TEXTO DE ORIGEM>
Em regra, qualquer um pode propor uma ação, afinal a própria Constituição Federal prevê que não se excluirá da apreciação do Poder Judiciário lesão ou ameaça a direito. Contudo, para que a demanda seja efetivamente apreciada e a lide resolvida, temos algumas condições da ação em que trataremos nesse texto.

Antes disso, devemos pontuar o termo jurisdição, que segundo Pellegrini é a função que o Estado exerce quando substitui a vontade dos titulares dos interesses em conflito pela vontade do direito objetivo que rege a controvérsia apresentada, promovendo a pacificação individual das partes e da sociedade. Ainda, lembre-se que a jurisdição apesar de ser única do Estado tem certas subdivisões, por exemplo entre as ações penais e cíveis, por isso o CPC trata exclusivamente do campo cível.

Além disso, atualmente o Estado autoriza e reconhece também os métodos de solução de conflitos alternativos, como cortes de arbitragem, que mesmo não fazendo parte do poder judiciário exercem uma função jurisdicional. Por conseguinte, voltando ao procedimento comum e ao CPC, o art. 16 dispõe:

Art. 16. A jurisdição civil é exercida pelos juízes e pelos tribunais em todo o território nacional, conforme as disposições deste Código.

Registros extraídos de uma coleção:
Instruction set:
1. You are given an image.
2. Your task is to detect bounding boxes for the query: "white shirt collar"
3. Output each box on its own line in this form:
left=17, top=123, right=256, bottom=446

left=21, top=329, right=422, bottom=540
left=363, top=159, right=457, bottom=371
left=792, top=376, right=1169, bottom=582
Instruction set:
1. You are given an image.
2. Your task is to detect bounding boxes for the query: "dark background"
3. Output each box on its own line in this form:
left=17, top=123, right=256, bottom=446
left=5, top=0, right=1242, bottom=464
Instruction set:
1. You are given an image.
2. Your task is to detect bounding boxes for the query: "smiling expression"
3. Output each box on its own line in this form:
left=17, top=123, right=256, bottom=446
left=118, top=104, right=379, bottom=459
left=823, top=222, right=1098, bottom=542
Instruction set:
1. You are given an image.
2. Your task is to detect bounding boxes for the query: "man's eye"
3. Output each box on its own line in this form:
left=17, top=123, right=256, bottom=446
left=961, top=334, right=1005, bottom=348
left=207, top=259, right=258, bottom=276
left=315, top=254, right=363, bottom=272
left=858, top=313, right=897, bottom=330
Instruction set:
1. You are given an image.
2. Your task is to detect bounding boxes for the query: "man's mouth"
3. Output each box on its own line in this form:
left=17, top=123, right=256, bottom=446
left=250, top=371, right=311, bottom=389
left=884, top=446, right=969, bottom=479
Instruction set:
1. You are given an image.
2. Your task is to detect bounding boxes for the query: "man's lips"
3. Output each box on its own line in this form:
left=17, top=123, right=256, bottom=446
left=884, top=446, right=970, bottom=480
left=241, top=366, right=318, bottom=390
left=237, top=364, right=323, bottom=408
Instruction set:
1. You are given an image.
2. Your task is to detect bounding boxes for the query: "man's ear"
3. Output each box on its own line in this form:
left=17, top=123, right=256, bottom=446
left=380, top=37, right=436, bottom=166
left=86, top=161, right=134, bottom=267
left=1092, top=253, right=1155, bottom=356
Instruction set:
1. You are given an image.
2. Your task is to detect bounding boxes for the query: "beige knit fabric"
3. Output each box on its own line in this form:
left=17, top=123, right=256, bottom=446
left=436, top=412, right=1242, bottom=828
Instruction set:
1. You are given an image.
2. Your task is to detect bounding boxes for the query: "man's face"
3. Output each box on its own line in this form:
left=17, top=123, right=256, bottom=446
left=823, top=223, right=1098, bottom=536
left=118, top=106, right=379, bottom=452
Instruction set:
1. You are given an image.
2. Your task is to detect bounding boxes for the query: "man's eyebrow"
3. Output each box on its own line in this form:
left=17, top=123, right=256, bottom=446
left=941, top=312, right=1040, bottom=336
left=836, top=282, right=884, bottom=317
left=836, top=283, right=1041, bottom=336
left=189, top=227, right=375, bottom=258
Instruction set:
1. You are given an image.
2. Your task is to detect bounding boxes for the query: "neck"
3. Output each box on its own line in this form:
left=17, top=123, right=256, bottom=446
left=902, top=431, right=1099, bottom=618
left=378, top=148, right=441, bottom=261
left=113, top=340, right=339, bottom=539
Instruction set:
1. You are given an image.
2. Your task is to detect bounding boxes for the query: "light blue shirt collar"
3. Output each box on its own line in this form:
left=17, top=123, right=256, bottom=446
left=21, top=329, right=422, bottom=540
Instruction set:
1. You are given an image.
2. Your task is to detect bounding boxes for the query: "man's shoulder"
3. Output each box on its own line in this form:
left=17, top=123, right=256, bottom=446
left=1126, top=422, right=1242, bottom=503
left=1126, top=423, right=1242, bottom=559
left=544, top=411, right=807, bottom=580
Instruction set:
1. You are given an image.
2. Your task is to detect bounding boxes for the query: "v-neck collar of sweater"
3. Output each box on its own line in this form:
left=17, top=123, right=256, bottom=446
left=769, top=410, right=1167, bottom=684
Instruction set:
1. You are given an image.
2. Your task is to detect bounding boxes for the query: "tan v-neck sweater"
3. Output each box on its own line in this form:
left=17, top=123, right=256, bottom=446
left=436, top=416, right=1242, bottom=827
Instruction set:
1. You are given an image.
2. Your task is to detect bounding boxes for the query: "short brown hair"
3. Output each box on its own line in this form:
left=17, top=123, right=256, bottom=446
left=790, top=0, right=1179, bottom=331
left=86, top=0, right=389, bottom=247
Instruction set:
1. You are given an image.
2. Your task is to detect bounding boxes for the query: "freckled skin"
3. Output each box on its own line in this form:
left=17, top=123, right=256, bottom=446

OBJETIVOS>
(1) Traduza para o inglês esta frase do texto sobre as condições da ação: "Em regra, qualquer um pode propor uma ação, afinal a própria Constituição Federal prevê que não se excluirá da apreciação do Poder Judiciário lesão ou ameaça a direito."
(2) Renomeie "Instruction set" para "Instructions" nas linhas da listagem que vão do início dela até a linha que contém "left=858, top=313, right=897, bottom=330", inclusive, sem alterar mais nada. Apresente somente esse trecho.

RESULTADOS POR TAREFA>
(1) As a rule, anyone can bring an action, since the Federal Constitution itself provides that no injury or threat to a right shall be excluded from review by the Judiciary.

(2)
Instructions:
1. You are given an image.
2. Your task is to detect bounding boxes for the query: "white shirt collar"
3. Output each box on its own line in this form:
left=17, top=123, right=256, bottom=446

left=21, top=329, right=422, bottom=540
left=363, top=159, right=457, bottom=371
left=792, top=376, right=1169, bottom=582
Instructions:
1. You are given an image.
2. Your task is to detect bounding boxes for the query: "dark background"
3. Output each box on its own line in this form:
left=17, top=123, right=256, bottom=446
left=5, top=0, right=1242, bottom=464
Instructions:
1. You are given an image.
2. Your task is to detect bounding boxes for the query: "smiling expression"
3. Output each box on its own line in this form:
left=17, top=123, right=256, bottom=446
left=118, top=104, right=379, bottom=459
left=823, top=222, right=1098, bottom=542
Instructions:
1. You are given an image.
2. Your task is to detect bounding boxes for the query: "man's eye"
3. Output each box on its own line in this form:
left=17, top=123, right=256, bottom=446
left=961, top=334, right=1005, bottom=348
left=207, top=259, right=258, bottom=276
left=315, top=254, right=363, bottom=272
left=858, top=313, right=897, bottom=330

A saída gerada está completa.